Passo citato
# # # # #
Precedenti capitoli:
Circa il Sacro (1)
Dissacrato (2)
Con relativo *commentario (3)
& Eugnosto e la Filosofia (4)
Prosegue con...:
I cenni storici (6)
Il codice I del quale fa parte il presente trattato
ha alcune particolarità estrinseche che lo distinguono: gli altri codici
constano di un fascio di fogli di papiro rilegati, il nostro consta di tre
quaderni rilegati; fu il primo, nel 1946-47, ad essere esaminato criticamente -
seppure in modo necessariamente sommario - da persone competenti sia quanto
alla lingua sia quanto al contenuto; fu l’unico a essere portato
clandestinamente fuori dall’Egitto e a conoscere varie banche europee.
Il 10
maggio 1952 (al prezzo di 35.000 fr. sviz. offerti dal mecenate americano
George H. Page) fu acquistato, a Bruxelles (ove si trovava dal 1951), dal celebre studioso Gilles Quispel per
conto dell’Istituto Jung; G. Quispel lo portò a Zurigo e il 15 novembre
1953 fu offerto pro forma a. C. G. Jung e ‘battezzato’ Codex Jung.
Già nell’agosto
del 1951, ad Ascona, le parti si accordarono sulla restituzione al Museo Copto
del Cairo; e così fu.
Oggi dopo
tante peripezie e controversie, il codice è al Cairo, ove l’attendevano poche pagine
mancanti a Zurigo, e ha ufficialmente il suo numero come tutti gli altri
codici.
I vantaggi
di tutta questa lunga storia furono, e sono tuttora, enormi per gli studi sullo
gnosticismo e sugli stessi ulteriori sviluppi delle scoperte e pubblicazioni
dei codici.
# # # # #
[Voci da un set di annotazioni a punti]
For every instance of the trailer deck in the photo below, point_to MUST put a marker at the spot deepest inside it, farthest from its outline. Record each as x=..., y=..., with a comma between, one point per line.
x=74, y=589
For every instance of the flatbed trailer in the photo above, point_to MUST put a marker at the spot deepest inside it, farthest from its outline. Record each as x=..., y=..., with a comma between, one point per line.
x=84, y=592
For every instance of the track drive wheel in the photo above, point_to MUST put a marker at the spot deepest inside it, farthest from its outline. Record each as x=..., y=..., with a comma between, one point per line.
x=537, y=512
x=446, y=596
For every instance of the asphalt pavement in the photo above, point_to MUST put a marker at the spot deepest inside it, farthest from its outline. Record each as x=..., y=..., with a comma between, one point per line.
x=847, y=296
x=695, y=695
# # # # #
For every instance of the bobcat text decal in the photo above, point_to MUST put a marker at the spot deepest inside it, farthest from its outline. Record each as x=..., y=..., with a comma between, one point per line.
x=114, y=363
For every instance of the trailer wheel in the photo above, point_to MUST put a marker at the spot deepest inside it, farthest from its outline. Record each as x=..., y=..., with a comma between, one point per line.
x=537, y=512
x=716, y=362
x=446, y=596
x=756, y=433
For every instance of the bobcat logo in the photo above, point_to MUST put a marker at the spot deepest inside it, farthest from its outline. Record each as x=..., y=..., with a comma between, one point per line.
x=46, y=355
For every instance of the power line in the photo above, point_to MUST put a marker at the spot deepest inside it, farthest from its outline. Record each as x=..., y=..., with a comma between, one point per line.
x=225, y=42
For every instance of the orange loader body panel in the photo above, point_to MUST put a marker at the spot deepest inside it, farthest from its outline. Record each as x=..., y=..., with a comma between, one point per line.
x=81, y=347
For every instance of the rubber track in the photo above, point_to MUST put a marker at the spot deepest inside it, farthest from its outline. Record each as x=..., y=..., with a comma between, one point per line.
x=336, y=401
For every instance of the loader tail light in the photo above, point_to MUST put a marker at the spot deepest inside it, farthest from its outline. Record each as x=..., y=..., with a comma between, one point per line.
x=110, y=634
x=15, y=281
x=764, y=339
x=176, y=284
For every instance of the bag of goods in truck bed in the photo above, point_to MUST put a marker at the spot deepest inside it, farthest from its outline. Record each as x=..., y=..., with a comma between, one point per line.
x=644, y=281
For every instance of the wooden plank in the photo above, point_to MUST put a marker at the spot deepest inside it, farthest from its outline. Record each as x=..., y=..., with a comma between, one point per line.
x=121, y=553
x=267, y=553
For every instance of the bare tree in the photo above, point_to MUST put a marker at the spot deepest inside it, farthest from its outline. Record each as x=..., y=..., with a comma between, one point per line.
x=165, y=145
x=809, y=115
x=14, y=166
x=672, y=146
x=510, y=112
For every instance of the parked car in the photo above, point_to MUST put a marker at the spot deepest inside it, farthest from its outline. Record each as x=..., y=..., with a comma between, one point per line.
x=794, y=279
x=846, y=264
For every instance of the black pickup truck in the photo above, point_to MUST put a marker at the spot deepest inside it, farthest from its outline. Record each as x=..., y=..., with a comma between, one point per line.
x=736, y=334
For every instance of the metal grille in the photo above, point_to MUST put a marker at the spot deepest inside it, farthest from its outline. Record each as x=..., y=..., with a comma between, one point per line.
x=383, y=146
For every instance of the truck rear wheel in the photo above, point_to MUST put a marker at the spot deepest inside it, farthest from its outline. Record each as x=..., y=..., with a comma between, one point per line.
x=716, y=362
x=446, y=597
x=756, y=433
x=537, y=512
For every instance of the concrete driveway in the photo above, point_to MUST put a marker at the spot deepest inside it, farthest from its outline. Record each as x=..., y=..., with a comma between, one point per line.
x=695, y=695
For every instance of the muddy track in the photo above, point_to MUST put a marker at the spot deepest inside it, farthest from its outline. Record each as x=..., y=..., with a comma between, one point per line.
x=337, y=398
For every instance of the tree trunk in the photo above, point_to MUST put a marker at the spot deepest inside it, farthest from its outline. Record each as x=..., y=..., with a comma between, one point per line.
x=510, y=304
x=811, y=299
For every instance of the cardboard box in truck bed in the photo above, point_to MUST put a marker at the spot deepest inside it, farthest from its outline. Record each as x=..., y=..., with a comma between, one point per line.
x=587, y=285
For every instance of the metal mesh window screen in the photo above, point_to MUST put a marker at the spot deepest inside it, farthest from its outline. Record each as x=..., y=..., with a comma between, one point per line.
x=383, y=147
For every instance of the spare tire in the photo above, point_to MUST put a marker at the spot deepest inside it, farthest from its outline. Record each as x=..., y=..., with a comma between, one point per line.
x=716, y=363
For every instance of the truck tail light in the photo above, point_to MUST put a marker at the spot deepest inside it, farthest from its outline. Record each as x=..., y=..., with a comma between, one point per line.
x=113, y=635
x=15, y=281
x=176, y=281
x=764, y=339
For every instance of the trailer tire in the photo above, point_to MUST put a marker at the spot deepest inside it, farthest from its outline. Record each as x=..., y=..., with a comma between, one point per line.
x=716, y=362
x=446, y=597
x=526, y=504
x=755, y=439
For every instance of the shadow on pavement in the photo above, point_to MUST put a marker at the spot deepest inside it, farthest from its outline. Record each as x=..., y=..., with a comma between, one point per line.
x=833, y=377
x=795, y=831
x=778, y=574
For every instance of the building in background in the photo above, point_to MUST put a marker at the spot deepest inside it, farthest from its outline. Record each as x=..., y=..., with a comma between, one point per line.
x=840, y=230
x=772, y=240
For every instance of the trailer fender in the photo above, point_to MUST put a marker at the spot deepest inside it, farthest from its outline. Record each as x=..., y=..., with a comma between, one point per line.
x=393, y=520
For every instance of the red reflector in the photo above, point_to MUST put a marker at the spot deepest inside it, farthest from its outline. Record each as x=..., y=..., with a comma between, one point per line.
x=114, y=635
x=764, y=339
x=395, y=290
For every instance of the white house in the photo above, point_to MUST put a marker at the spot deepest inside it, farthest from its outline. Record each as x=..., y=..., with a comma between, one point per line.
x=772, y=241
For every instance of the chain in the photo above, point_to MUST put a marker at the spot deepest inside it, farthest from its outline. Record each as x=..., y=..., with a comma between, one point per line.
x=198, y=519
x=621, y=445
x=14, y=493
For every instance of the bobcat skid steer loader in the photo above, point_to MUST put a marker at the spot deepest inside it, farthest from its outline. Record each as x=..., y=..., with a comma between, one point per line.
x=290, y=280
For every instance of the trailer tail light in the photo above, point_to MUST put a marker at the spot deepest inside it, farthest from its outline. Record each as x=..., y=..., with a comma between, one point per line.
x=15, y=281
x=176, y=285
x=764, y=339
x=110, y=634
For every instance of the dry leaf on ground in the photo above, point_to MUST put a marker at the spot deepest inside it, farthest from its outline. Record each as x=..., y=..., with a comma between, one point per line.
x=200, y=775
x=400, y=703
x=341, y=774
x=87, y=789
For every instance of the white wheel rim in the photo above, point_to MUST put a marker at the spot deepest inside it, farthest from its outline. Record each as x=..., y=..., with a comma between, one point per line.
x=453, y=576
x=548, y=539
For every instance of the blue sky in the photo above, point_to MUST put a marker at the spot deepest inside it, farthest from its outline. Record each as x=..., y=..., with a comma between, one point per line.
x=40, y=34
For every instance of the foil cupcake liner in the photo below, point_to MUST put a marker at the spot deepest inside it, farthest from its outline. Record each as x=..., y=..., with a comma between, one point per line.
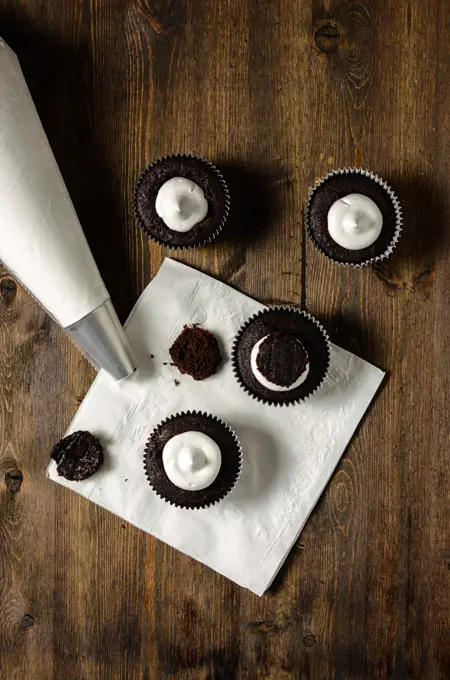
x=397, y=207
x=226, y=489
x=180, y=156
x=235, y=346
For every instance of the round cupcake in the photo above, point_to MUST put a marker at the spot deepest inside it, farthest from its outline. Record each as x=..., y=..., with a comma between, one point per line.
# # # # #
Completa quanto segue
a. Elenca tutte le città nominate nel passo citato sul Codex Jung.
b. Ridimensiona le righe dell'elenco dalla riga che contiene "For every instance of the metal mesh" alla riga che contiene "x=395, y=290", entrambe incluse. Riscrivile tutte per intero moltiplicando per 2,45 ogni coordinata x e y dei punti e arrotondando all'intero, con i mezzi arrotondati per eccesso.

Soluzioni
a.
Bruxelles
Zurigo
Ascona
Cairo

b.
For every instance of the metal mesh window screen in the photo above, point_to MUST put a marker at the spot deepest inside it, farthest from its outline. Record each as x=..., y=..., with a comma between, one point per line.
x=938, y=360
For every instance of the spare tire in the photo above, point_to MUST put a marker at the spot deepest inside it, farthest from its outline. Record each as x=..., y=..., with a comma between, one point per line.
x=1754, y=889
For every instance of the truck tail light in the photo above, point_to MUST put a marker at the spot deepest inside it, farthest from its outline. Record each as x=..., y=..., with a comma between, one point per line.
x=277, y=1556
x=37, y=688
x=431, y=688
x=1872, y=831
For every instance of the trailer tire in the photo above, point_to MUST put a marker at the spot deepest inside it, farthest from its outline. Record each as x=..., y=..., with a comma between, one point per line.
x=1754, y=887
x=1093, y=1463
x=1289, y=1235
x=1850, y=1076
For every instance of the shadow on pavement in the photo above, point_to MUST put a marker at the spot deepest inside it, farthest from its outline. Record each as x=..., y=..., with a comma between, one point per line.
x=2041, y=924
x=1948, y=2036
x=1906, y=1406
For every instance of the building in background in the photo above, point_to MUST put a marker at the spot deepest inside it, farthest from its outline. Record each as x=..., y=..., with a comma between, one point per line.
x=2058, y=564
x=1891, y=588
For every instance of the trailer fender in the photo above, point_to MUST put a marker at the spot deepest inside it, farthest from its outline. Record each as x=..., y=..., with a comma between, one point per line.
x=963, y=1274
For every instance of the red reflector in the photo above, point_to MUST put a marker at the spot deepest inside it, farthest from its outline. Record each as x=..., y=..., with a comma between, one point per line.
x=279, y=1556
x=1872, y=831
x=968, y=711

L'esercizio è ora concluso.